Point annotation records
------------
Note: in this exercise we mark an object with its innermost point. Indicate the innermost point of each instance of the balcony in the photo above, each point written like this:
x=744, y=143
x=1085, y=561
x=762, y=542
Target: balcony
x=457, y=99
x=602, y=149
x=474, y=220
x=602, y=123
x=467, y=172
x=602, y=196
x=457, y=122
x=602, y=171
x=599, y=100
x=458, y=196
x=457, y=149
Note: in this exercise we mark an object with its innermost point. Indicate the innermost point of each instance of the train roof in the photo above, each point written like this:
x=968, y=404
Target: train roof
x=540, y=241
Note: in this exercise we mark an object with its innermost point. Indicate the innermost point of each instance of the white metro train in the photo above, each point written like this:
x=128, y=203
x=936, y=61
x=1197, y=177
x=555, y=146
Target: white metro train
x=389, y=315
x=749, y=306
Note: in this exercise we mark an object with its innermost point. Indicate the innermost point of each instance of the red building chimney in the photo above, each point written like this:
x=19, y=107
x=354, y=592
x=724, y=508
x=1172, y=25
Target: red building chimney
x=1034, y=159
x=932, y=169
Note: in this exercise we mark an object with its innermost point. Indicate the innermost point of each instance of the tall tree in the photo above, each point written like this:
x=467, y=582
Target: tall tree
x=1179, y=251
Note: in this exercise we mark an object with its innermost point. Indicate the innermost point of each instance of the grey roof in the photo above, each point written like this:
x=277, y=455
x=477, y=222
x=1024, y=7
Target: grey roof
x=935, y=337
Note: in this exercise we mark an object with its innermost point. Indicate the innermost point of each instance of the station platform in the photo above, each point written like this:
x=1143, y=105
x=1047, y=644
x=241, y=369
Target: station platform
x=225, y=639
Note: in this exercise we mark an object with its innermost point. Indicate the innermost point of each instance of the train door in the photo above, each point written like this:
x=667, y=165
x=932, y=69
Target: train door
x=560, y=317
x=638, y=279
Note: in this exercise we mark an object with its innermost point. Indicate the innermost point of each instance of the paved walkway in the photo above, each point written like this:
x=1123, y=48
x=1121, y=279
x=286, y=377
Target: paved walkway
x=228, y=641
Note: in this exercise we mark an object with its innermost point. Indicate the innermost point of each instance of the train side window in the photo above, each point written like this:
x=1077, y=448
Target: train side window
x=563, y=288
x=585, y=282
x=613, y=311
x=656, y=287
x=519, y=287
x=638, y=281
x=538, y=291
------------
> What you need to do
Rewrite the entries from the line with "the train door" to the line with "x=638, y=279", both lines included. Multiply every answer coordinate by 2.15 and round it to a whole number, with halves rounded up, but leave the requests and their sample points unchanged.

> Output of the exercise
Note: in this exercise we mark an object with its innermost point. Indicate the innermost point of each instance of the train door in the photo above, each point written like this:
x=667, y=165
x=932, y=69
Target: train door
x=1204, y=682
x=1372, y=600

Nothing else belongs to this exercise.